[PROVIDED RECORDS]
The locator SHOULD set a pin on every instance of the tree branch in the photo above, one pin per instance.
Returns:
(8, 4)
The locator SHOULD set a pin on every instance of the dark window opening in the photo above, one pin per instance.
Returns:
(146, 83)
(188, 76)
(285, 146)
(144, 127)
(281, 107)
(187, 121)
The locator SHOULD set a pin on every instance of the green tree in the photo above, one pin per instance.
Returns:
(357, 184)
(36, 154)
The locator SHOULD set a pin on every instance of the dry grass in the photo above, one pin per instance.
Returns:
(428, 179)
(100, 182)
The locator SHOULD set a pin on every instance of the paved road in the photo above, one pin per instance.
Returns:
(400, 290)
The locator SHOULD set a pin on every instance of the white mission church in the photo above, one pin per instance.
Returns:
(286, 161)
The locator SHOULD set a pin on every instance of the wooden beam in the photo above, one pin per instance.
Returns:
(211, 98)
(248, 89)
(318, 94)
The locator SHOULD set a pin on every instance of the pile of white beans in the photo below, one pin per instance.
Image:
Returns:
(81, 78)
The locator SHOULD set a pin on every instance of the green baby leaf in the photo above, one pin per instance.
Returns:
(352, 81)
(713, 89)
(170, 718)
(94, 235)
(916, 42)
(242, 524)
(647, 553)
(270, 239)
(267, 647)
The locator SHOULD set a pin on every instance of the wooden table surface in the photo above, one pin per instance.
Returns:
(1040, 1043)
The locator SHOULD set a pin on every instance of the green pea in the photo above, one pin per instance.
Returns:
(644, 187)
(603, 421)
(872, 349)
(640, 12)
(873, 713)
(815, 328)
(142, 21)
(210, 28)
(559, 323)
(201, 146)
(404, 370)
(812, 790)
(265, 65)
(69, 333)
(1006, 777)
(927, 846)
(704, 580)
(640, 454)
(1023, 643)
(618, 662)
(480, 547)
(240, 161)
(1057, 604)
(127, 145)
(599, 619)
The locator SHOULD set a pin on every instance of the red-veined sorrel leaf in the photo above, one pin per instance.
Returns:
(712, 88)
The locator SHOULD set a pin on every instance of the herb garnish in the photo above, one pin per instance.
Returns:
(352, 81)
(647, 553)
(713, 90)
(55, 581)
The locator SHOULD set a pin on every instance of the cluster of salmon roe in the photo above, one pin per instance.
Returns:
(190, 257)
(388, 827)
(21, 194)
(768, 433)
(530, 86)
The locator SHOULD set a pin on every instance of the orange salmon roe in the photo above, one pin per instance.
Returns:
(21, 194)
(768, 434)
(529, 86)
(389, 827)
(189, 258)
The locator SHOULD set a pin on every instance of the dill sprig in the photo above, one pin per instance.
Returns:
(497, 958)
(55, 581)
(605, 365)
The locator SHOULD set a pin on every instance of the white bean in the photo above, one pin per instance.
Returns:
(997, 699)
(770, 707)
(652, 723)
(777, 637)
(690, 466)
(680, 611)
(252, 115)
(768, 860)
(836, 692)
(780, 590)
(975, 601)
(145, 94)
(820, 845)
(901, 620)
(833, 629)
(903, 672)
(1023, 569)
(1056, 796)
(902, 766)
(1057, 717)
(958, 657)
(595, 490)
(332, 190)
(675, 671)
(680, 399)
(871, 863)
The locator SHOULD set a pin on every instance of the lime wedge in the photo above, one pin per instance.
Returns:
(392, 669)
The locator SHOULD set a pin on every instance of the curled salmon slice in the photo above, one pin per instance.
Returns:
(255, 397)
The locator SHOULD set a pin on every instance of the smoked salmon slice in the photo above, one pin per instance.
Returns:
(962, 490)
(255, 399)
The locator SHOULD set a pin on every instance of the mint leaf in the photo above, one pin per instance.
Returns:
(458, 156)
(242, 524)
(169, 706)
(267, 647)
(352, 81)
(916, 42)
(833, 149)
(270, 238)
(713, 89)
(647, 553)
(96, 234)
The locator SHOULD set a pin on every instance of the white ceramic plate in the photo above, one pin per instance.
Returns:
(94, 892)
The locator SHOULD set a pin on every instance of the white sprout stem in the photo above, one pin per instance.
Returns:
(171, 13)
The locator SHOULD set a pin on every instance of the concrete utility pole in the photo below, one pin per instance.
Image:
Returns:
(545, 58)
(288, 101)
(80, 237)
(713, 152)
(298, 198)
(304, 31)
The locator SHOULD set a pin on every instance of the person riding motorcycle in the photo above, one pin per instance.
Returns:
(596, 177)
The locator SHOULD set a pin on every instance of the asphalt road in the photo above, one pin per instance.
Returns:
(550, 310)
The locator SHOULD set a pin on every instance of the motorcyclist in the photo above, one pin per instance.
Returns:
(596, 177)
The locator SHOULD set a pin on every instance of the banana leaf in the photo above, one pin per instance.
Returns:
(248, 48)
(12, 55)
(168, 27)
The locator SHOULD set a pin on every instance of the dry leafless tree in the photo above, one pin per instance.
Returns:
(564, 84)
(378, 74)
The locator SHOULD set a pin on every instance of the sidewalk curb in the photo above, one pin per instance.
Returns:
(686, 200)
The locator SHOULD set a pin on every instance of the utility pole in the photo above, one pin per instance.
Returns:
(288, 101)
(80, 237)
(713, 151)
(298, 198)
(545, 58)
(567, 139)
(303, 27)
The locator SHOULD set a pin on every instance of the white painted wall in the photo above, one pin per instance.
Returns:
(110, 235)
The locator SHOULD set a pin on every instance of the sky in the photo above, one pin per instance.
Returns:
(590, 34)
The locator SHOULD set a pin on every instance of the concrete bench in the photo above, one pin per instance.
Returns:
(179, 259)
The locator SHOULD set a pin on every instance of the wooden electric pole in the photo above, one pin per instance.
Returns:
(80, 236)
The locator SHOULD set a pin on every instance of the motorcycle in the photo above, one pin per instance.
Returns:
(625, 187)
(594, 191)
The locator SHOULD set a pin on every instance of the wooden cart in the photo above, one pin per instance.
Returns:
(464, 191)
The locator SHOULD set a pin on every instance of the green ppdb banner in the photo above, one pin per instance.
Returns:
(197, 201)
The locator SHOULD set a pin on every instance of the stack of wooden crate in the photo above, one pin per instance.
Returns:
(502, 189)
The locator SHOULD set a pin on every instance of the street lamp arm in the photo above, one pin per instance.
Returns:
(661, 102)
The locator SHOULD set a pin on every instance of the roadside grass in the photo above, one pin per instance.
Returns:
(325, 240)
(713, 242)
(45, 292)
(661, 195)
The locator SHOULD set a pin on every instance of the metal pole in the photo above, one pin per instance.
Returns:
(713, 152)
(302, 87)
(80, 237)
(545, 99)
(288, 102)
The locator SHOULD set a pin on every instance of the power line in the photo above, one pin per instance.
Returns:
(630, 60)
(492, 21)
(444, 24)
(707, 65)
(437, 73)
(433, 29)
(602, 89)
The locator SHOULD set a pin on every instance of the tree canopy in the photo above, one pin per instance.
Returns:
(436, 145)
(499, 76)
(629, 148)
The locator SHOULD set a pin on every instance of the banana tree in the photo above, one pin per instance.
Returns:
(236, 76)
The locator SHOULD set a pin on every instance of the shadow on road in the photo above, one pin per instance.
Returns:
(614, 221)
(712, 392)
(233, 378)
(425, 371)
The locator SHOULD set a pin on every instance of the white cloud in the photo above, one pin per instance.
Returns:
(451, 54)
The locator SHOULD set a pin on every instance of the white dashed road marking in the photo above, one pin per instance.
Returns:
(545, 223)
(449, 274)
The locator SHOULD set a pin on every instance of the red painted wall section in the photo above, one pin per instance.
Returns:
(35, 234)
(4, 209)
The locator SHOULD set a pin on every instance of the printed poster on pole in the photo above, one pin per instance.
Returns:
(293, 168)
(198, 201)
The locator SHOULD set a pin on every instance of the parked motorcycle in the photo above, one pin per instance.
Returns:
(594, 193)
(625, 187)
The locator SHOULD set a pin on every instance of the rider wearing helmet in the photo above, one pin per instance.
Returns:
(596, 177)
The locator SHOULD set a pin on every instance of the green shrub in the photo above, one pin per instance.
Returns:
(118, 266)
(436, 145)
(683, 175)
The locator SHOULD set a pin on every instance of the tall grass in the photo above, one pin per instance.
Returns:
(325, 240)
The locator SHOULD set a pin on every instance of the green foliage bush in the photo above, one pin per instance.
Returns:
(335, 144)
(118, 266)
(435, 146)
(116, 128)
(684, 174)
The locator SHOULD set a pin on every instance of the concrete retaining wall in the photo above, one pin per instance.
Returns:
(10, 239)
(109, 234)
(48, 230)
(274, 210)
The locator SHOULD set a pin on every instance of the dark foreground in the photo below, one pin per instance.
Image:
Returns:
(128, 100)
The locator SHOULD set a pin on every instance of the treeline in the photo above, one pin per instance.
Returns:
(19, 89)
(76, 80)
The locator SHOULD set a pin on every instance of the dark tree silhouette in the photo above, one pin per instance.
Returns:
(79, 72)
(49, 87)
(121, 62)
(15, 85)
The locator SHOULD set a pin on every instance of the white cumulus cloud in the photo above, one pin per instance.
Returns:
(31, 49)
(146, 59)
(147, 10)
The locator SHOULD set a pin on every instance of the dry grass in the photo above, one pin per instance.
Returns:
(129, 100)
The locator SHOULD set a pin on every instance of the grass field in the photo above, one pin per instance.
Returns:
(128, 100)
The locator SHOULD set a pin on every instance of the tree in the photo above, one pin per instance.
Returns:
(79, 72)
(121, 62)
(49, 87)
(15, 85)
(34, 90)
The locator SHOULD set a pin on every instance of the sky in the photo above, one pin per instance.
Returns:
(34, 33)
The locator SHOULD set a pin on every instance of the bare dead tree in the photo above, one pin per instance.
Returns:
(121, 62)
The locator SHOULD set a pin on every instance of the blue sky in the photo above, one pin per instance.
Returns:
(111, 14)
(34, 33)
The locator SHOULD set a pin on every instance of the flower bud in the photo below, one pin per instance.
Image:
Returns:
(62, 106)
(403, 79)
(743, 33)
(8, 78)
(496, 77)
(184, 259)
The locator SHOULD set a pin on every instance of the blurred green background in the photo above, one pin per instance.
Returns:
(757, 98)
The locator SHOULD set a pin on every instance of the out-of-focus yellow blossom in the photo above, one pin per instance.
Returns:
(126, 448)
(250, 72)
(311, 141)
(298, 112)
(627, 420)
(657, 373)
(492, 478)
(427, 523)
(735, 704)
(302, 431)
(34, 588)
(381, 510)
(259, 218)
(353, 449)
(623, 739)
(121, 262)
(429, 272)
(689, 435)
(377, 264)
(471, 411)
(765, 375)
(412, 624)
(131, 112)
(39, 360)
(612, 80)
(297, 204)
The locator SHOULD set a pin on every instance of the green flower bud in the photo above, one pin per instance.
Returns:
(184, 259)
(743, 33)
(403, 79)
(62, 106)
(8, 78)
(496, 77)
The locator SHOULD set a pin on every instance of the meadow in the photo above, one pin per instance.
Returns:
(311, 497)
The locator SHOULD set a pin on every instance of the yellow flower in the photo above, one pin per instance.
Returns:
[/PROVIDED RECORDS]
* _TASK_:
Your task is to restate, word for word, the lines from the beginning of the records to the line with "the green baby", inclusive.

* _THE COMPLETED TASK_:
The locator SHOULD set a pin on every instance of the tree branch in the photo above, one pin per instance.
Returns:
(8, 4)
The locator SHOULD set a pin on every instance of the dark window opening in the photo above, one pin per instance.
Returns:
(146, 83)
(188, 76)
(285, 146)
(144, 127)
(281, 107)
(187, 121)
The locator SHOULD set a pin on every instance of the green tree in the photo above, one pin per instance.
Returns:
(357, 184)
(36, 154)
The locator SHOULD set a pin on every instance of the dry grass in the photo above, one pin per instance.
Returns:
(428, 179)
(100, 182)
The locator SHOULD set a pin on every instance of the paved road in the photo above, one pin per instance.
Returns:
(400, 290)
The locator SHOULD set a pin on every instance of the white mission church in the photo above, one pin per instance.
Returns:
(286, 161)
The locator SHOULD set a pin on every instance of the wooden beam in the photo above, one pin per instance.
Returns:
(211, 98)
(248, 89)
(318, 94)
The locator SHOULD set a pin on every instance of the pile of white beans in the photo below, one pin per instance.
Image:
Returns:
(81, 78)
The locator SHOULD set a pin on every instance of the green baby leaf in the photo above, one pin per instance.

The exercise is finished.